▶ **What is needed**: Copy the records below exactly, omitting any pictures they contain.

▶ **Dataset extract**:

──────────

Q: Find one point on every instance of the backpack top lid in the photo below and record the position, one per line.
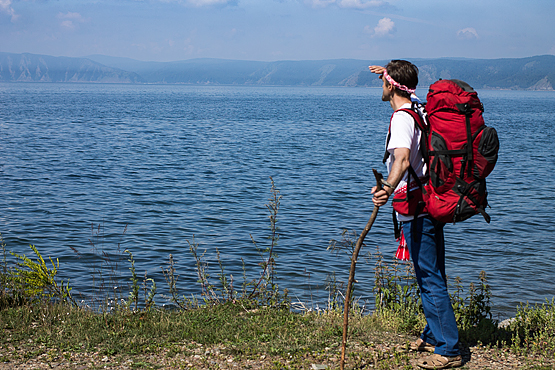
(450, 94)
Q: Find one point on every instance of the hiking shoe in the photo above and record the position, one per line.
(422, 346)
(436, 361)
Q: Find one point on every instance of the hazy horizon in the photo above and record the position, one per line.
(278, 30)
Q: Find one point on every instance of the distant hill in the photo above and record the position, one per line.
(533, 73)
(43, 68)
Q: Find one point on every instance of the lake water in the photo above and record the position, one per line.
(80, 162)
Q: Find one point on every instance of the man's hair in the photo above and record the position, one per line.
(405, 73)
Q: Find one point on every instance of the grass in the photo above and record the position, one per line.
(252, 326)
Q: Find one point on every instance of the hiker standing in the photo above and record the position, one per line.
(423, 234)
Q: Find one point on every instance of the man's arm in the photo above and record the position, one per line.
(398, 169)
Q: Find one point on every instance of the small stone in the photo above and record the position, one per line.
(319, 367)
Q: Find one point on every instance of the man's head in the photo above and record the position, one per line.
(402, 76)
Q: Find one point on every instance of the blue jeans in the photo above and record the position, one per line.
(427, 250)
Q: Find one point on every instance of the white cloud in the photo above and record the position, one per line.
(319, 3)
(360, 4)
(69, 19)
(385, 27)
(467, 34)
(6, 7)
(355, 4)
(200, 3)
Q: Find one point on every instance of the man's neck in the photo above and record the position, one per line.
(398, 101)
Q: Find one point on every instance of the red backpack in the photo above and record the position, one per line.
(460, 150)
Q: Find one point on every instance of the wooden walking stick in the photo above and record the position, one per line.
(379, 178)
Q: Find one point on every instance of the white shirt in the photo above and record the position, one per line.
(404, 134)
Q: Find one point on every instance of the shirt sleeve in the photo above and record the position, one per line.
(402, 131)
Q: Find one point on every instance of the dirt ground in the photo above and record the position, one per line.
(371, 355)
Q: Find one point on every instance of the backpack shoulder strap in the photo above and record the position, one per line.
(423, 125)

──────────

▶ **Result of the task**:
Q: Find one point on every instance of the backpack top lid in the photo below and record the position, one per line.
(450, 94)
Q: Find one point on every instance of the hiking shoe in the photo above and record the position, one per line.
(422, 346)
(436, 361)
Q: Find one point on every instance of the hazy horizon in the photo above and record the position, one per line.
(278, 30)
Q: Find one point on every instance of the distant hill in the photo above and record the position, one per line.
(533, 73)
(43, 68)
Q: Find one point on every instance of the lake water in the photo above and record the position, one per line.
(80, 162)
Q: Find one point on every instance of the man's hair in the photo above and record the position, one per line.
(405, 73)
Q: Find one point on every instance of the grass in the photo above and record the position, one per line.
(252, 326)
Q: Find one point on every instance of the hiker standing in the photo above and record the position, one per line.
(423, 234)
Q: Find one point on every instance of the man's arm in the photo above and record the position, one per line.
(398, 169)
Q: Find one point on every instance of the small stone in the photo above and record the position, one per line.
(319, 367)
Q: Find one point on every instance of the man's head in the photo above and record the position, one per line.
(402, 76)
Q: Find one point on every instance of the blue jeans in the photo above and record the position, one per line.
(427, 250)
Q: Find one point on every instance of the white cloud in the photo above and record the position, one per line.
(319, 3)
(360, 4)
(69, 19)
(385, 27)
(467, 34)
(6, 7)
(355, 4)
(200, 3)
Q: Find one point on every instance of the man's neck in the photo above and record the position, one per line.
(398, 101)
Q: Find one point on every instance of the red backpack in the photo above and record the position, one per line.
(460, 150)
Q: Find one point on every instance of the wooden walking stick in the photo above and record the position, one per line.
(379, 178)
Q: Find one point on every instance of the white shirt in the photo above and record the position, one per line.
(404, 134)
Q: Find one point on every instance of the shirt sleeve in the photo above and record the position, one per line.
(402, 131)
Q: Find one point on every instance of the dirt ground in the photo above and record the position, one per line.
(371, 355)
Q: Find one point on every instance of the backpack shoulder strap in the photo above and record the position, one per line.
(423, 125)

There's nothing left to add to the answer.